▶ [What is required]: Could each entry below be written out exactly, with every picture dropped?

Referring expression pointing data
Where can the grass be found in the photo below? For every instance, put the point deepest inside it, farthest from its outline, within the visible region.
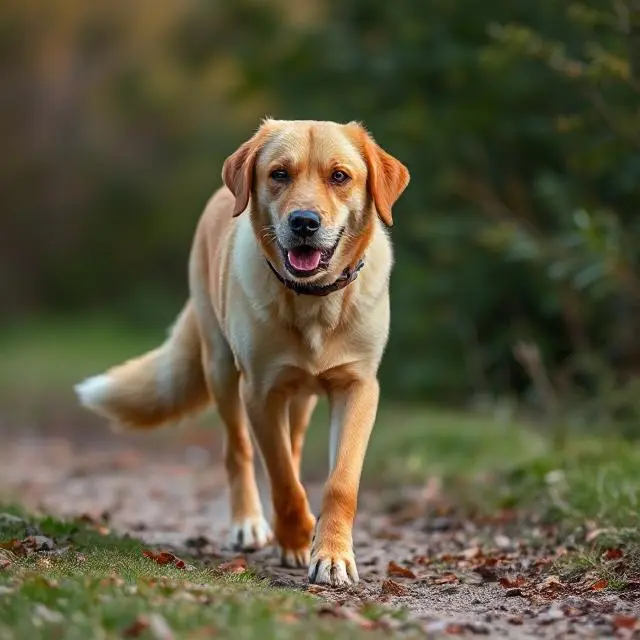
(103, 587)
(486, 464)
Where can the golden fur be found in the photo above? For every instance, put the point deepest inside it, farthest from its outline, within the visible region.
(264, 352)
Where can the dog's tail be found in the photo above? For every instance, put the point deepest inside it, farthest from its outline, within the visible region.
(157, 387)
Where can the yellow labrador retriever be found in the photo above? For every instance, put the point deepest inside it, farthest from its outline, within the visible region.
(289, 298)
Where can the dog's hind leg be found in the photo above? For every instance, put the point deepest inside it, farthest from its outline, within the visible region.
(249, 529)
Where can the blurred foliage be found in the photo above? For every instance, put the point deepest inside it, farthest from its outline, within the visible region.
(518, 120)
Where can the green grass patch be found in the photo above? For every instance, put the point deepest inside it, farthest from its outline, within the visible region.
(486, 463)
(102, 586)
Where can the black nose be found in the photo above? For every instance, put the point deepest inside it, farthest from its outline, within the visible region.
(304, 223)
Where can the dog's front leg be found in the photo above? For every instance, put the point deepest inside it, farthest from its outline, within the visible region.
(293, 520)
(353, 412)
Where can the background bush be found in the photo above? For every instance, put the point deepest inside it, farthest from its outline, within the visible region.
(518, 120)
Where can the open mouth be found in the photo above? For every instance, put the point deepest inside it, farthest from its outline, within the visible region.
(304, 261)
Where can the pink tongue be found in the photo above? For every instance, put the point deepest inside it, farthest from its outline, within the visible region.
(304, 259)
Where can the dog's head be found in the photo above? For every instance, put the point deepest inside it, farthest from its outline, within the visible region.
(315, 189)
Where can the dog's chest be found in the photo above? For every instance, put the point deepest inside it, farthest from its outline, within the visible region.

▶ [Result]:
Where can the grass be found in the photo below? For every instance, put the point deepest inside it, farthest from its outline, within the visible region.
(103, 587)
(486, 464)
Where can the golden fur be found in the photo above? For every instance, put the point deepest inside it, farthest from its outline, within the visible region.
(264, 352)
Where can the dog's tail be found in the photo above? For every instance, put the point deepest inside it, farthest from its outline, within the visible region.
(157, 387)
Where can the yellow labrador retriever be found in the photo above? For every instance, put the point deepest inside it, farthest from its outline, within the visible region.
(289, 298)
Where can the dog's hind leg be found in the photo above? For every instance, put the point deepest inside it, farthest from its outline, within the visible region.
(249, 529)
Where can the blurred foliage be found in the photo above? For every instance, put the point deepest inside it, farthest from its outline, within the visible region.
(518, 120)
Where can the green grass patch be found in the photo above? For every instance, put the point deepest inside it, farthest from its outline, within the visible region.
(486, 463)
(102, 586)
Where can the black nose be found in the photo above? For every instance, put the point deepest inside it, farthest from its outline, within the visible region.
(304, 223)
Where can the dog's front leg be found in the photo above? For every instance, put the point deepest inside it, farthest from its outline, within the visible region.
(293, 520)
(353, 412)
Where can the background bush be found in the photo above? For every instance, put the point deepest inside it, farthest from its outline, within the visible region.
(518, 120)
Where can the open mouth be found in the photo above? For every instance, put the point deepest inside it, farthest from its outline, within the visible region.
(304, 261)
Where can the pink tongue be found in the photo above? For every instance, put the point deepest inside it, farthest from its outline, within the visible region.
(304, 259)
Where can the dog's head be found in the photo above? For every instance, put the point deepest inside it, farthest from its outline, within the visible region.
(315, 189)
Where can the dog's chest be found in the photo above? For every instance, put the point deepest inside it, farthest from its outline, within the visible region.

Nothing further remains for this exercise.